### Task requirements:
Your task is to print every entry below exactly as given.

### Entries:
▼

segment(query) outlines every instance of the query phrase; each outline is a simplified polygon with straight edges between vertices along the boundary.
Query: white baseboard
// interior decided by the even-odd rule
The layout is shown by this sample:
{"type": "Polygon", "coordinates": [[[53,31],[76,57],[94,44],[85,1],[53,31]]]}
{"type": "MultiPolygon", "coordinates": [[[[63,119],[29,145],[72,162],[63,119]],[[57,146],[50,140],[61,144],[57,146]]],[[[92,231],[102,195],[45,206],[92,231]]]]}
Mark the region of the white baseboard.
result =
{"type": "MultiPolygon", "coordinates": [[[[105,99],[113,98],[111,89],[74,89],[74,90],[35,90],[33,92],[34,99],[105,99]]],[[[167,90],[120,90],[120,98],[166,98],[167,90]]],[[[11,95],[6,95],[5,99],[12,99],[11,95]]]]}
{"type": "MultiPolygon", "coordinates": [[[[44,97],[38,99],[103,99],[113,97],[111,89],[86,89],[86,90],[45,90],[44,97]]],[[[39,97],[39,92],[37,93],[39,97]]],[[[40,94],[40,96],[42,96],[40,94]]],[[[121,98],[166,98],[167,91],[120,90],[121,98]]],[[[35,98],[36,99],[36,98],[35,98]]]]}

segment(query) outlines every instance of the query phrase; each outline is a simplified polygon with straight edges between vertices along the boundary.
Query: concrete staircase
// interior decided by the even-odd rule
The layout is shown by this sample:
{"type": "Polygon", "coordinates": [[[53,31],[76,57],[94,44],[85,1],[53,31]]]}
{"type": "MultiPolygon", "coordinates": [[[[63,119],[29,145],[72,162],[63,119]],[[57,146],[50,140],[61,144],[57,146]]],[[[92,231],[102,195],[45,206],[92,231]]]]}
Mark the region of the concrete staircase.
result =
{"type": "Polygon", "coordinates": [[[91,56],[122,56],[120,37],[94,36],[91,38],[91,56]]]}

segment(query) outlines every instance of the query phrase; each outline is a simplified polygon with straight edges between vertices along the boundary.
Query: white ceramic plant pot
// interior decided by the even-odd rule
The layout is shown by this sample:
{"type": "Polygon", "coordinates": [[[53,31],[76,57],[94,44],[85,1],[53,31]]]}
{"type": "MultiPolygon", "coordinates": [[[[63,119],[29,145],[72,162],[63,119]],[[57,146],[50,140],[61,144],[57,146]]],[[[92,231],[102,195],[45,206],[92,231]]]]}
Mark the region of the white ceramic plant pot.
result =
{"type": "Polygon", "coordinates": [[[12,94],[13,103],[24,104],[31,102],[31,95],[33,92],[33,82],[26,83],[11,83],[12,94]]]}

▲

### Finished answer:
segment(query) outlines every instance of the query phrase; each outline is a simplified polygon with straight edges between vertices along the boundary.
Query: white baseboard
// interior decided by the even-odd rule
The layout is shown by this sample:
{"type": "Polygon", "coordinates": [[[53,31],[76,57],[94,44],[85,1],[53,31]]]}
{"type": "MultiPolygon", "coordinates": [[[[63,119],[29,145],[72,162],[63,119]],[[57,146],[50,140],[61,144],[57,146]]],[[[92,231],[102,195],[45,206],[92,231]]]]}
Mark the region of the white baseboard.
result =
{"type": "MultiPolygon", "coordinates": [[[[105,99],[113,98],[111,89],[74,89],[74,90],[35,90],[33,92],[34,99],[105,99]]],[[[167,90],[120,90],[120,98],[166,98],[167,90]]],[[[11,95],[6,95],[5,99],[12,99],[11,95]]]]}
{"type": "MultiPolygon", "coordinates": [[[[44,97],[38,99],[103,99],[113,97],[111,89],[86,89],[86,90],[45,90],[44,97]]],[[[39,97],[39,92],[37,93],[39,97]]],[[[40,94],[40,96],[42,96],[40,94]]],[[[121,98],[166,98],[167,91],[120,90],[121,98]]],[[[35,98],[36,99],[36,98],[35,98]]]]}

segment(query) outlines every instance of the query phrase; each outline is a simplified polygon with straight edges between vertices along the boundary.
Query: concrete staircase
// interior decided by the even-odd rule
The layout is shown by this sample:
{"type": "Polygon", "coordinates": [[[53,31],[76,57],[94,44],[85,1],[53,31]]]}
{"type": "MultiPolygon", "coordinates": [[[[63,119],[29,145],[72,162],[63,119]],[[57,146],[50,140],[61,144],[57,146]]],[[[92,231],[102,195],[45,206],[92,231]]]]}
Mark the region of the concrete staircase.
result =
{"type": "Polygon", "coordinates": [[[91,56],[122,56],[120,37],[94,36],[91,38],[91,56]]]}

segment(query) outlines every instance of the query phrase; each outline is a simplified polygon with straight edges between vertices along the boundary.
Query: white ceramic plant pot
// interior decided by the even-odd rule
The layout is shown by this sample:
{"type": "Polygon", "coordinates": [[[53,31],[76,57],[94,44],[85,1],[53,31]]]}
{"type": "MultiPolygon", "coordinates": [[[[63,119],[29,145],[72,162],[63,119]],[[57,146],[50,140],[61,144],[57,146]]],[[[92,231],[102,195],[45,206],[92,231]]]]}
Mark the region of the white ceramic plant pot.
result =
{"type": "Polygon", "coordinates": [[[12,94],[13,103],[24,104],[31,102],[31,95],[33,92],[33,82],[26,83],[11,83],[12,94]]]}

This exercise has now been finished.